··· Text

Member of the Bundestag; from Berlin;
- In office 17 October 2002 – 26 October 2021
- Preceded by: Wolfgang Behrendt
- Succeeded by: Helmut Kleebank
- Constituency: See list Berlin-Spandau – Charlottenburg North (2002–2009); State list (2009–2017); Berlin-Spandau – Charlottenburg North (2017–2021);

Personal details
- Born: 1 March 1968 (age 58) Hamburg, West Germany
- Party: Social Democratic
- Children: 3
- Education: Free University of Berlin

= Swen Schulz =

German politician

Swen Schulz (born 1 March 1968) is a German politician of the Social Democratic Party (SPD) who served as a member of the Bundestag from the state of Berlin from 2002 until 2021.

== Political career ==
Schulz became a member of the Bundestag after the 2002 German federal election. From 2002 until 2013, he served on the Committee for Education, Research and Technology Assessment.

······
··· Provided data

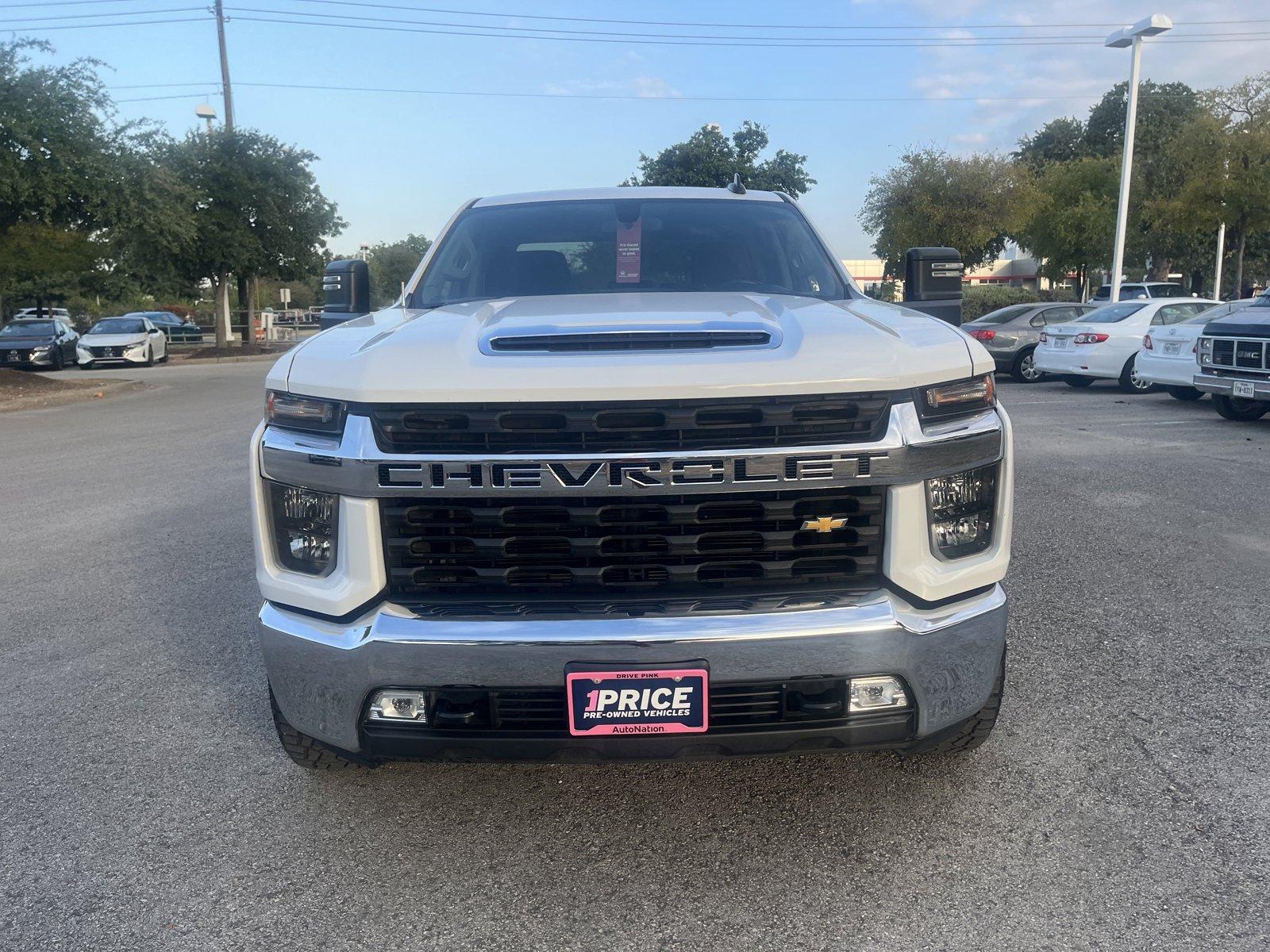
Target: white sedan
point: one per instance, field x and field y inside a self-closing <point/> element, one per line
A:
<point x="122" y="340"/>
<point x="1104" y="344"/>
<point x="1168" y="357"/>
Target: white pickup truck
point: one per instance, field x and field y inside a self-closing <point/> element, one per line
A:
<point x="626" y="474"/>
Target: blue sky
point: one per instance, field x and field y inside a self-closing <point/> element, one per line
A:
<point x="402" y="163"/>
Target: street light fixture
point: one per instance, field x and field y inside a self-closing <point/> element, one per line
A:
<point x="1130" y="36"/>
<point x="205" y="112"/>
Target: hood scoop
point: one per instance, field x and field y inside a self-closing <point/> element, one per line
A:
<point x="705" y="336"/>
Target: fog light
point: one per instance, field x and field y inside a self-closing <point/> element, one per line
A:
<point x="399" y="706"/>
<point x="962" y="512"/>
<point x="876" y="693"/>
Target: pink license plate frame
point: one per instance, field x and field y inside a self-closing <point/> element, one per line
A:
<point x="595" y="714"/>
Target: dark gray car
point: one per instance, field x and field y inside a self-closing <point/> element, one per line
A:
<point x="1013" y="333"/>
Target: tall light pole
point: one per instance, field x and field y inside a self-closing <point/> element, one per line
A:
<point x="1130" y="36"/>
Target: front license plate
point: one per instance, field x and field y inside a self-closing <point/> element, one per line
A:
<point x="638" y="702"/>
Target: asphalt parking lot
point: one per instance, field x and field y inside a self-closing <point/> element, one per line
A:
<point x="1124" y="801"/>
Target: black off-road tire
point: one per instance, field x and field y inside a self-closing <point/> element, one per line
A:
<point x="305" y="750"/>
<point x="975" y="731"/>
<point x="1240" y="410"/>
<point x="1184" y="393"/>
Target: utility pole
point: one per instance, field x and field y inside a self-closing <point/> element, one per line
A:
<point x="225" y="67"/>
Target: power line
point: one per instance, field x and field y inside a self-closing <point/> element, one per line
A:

······

### Activities
1. Answer these from the text on Swen Schulz:
(a) Who succeeded him in the Bundestag?
(b) Where was he born?
(c) On which committee did he serve from 2002 until 2013?
2. Copy the stretch of the Swen Schulz text from "Swen Schulz (born" through "and Technology Assessment.".

### Solved problems
1.
(a) Helmut Kleebank
(b) Hamburg, West Germany
(c) The Committee for Education, Research and Technology Assessment

2.
Swen Schulz (born 1 March 1968) is a German politician of the Social Democratic Party (SPD) who served as a member of the Bundestag from the state of Berlin from 2002 until 2021.

== Political career ==
Schulz became a member of the Bundestag after the 2002 German federal election. From 2002 until 2013, he served on the Committee for Education, Research and Technology Assessment.